WHAT IS NEEDED » Reproduce all the entries precisely.

Records from a collection »
· · · · ·
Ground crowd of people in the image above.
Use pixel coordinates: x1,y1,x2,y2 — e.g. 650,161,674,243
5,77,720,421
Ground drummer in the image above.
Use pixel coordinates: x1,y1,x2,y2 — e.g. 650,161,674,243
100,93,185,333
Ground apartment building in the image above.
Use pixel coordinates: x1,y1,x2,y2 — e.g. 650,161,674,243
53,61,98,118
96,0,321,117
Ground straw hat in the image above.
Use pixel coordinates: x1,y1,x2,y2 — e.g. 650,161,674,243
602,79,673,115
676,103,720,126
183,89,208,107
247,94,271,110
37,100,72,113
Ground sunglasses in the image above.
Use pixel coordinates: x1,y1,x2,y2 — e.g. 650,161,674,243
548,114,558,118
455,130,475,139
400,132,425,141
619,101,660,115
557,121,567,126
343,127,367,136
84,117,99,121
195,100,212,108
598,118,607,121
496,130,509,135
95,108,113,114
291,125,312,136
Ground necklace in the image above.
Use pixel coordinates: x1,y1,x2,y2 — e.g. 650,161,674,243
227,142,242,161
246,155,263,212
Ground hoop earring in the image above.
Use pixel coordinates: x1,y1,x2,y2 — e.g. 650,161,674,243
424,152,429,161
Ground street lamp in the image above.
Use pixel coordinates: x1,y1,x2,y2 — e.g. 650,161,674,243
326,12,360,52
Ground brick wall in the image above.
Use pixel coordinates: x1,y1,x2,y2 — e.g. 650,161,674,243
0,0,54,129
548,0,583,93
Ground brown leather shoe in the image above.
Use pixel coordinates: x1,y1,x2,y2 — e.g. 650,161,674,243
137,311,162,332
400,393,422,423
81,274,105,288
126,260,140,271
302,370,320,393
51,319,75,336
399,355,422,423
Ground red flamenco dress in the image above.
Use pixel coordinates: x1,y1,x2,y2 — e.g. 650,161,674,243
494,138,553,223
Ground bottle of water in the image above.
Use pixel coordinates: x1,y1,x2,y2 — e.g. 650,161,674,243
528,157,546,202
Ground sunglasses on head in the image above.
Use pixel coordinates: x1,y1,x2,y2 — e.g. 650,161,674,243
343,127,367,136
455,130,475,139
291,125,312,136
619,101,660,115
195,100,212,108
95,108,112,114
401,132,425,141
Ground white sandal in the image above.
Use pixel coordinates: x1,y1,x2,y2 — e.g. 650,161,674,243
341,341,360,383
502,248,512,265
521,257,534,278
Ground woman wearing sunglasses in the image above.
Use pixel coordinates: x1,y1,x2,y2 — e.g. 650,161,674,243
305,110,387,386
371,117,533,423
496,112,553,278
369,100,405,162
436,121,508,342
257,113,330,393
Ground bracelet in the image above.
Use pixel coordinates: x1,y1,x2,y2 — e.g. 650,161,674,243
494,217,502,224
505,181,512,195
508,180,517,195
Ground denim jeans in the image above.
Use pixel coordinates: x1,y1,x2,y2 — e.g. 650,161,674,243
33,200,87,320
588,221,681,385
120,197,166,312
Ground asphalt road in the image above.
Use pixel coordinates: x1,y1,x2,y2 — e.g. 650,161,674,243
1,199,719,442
· · · · ·
SOLUTION TO THIS PROBLEM »
Ground crowd of people in the image above.
Use pixel coordinates: x1,y1,x2,y2 — e.g. 650,161,674,243
5,77,720,421
Ground drummer in the image above.
Use pixel coordinates: x1,y1,x2,y2 — e.g. 650,161,674,243
100,93,185,333
Ground apartment building in the image above.
Use pixel coordinates: x1,y1,x2,y2 — e.g. 650,161,674,243
53,61,98,118
96,0,321,117
Ground straw hat in the image above.
Use pixel coordinates: x1,y1,x2,y2 — e.g. 650,161,674,243
602,79,673,115
676,103,720,126
183,89,208,107
247,94,271,110
37,100,72,113
Ground sunglasses in the image above.
Use pixel coordinates: x1,y1,x2,y2 — e.g. 650,161,674,243
548,114,558,118
455,130,475,139
400,132,425,141
619,101,660,115
557,121,567,126
343,127,367,136
84,117,99,121
195,100,212,108
598,118,607,121
496,130,509,135
95,108,113,114
291,125,312,136
Ground necklace in the image above.
Use pixel coordinates: x1,y1,x2,y2 — e.g. 650,161,674,243
227,142,242,161
246,155,263,212
Ground hoop earring in the image above.
Use pixel coordinates: x1,y1,x2,y2 — e.g. 650,161,674,243
424,152,429,161
Ground street lamp in the image above.
Use pixel coordinates: x1,y1,x2,y2 — e.g. 650,161,674,243
326,12,360,52
Ground brick wall in the image above.
Use pixel coordinates: x1,y1,x2,y2 — e.g. 650,161,674,243
0,0,54,129
548,0,583,93
Ground brown leather shoe in the image above.
Use pixel coordinates: x1,y1,x2,y2 — e.g. 650,161,674,243
137,311,162,332
400,393,422,423
81,274,105,288
126,260,140,271
302,370,320,393
51,319,75,336
399,355,422,423
Ground red flamenco dress in the image above.
Use pixel coordinates: x1,y1,x2,y2 — e.g. 650,161,674,243
494,138,553,223
Ground bottle of water in the image above.
Use pixel coordinates: x1,y1,x2,y2 — e.g. 650,161,674,243
528,157,546,202
Ground sunglasses on head in the image above.
Use pixel coordinates: x1,y1,x2,y2 — e.g. 650,161,674,243
343,127,367,136
455,130,475,139
291,125,312,136
619,101,660,115
195,100,212,108
95,108,112,114
401,132,425,141
Ground white sandal in the image above.
Use pixel coordinates: x1,y1,x2,y2 — e.g. 650,161,674,243
341,341,360,383
502,248,512,265
521,257,534,278
Ground woman wearing sunglasses in the image above.
Use pixel coordinates: x1,y1,x2,y2 — e.g. 650,161,674,243
305,110,387,386
371,117,533,423
496,112,553,278
369,100,405,162
436,121,508,342
257,113,330,393
Ground bracelet in the image above.
Use pixel coordinates: x1,y1,x2,y2 — e.g. 650,161,674,243
494,217,502,224
505,181,512,195
508,180,517,195
Ground denim jeans in the image above.
Use pixel coordinates: x1,y1,x2,y2 — e.g. 650,161,674,243
33,200,87,320
588,221,681,385
120,197,166,312
Ground asphalt road in the image above.
Use pixel coordinates: x1,y1,x2,y2 — e.g. 650,161,674,243
1,199,719,442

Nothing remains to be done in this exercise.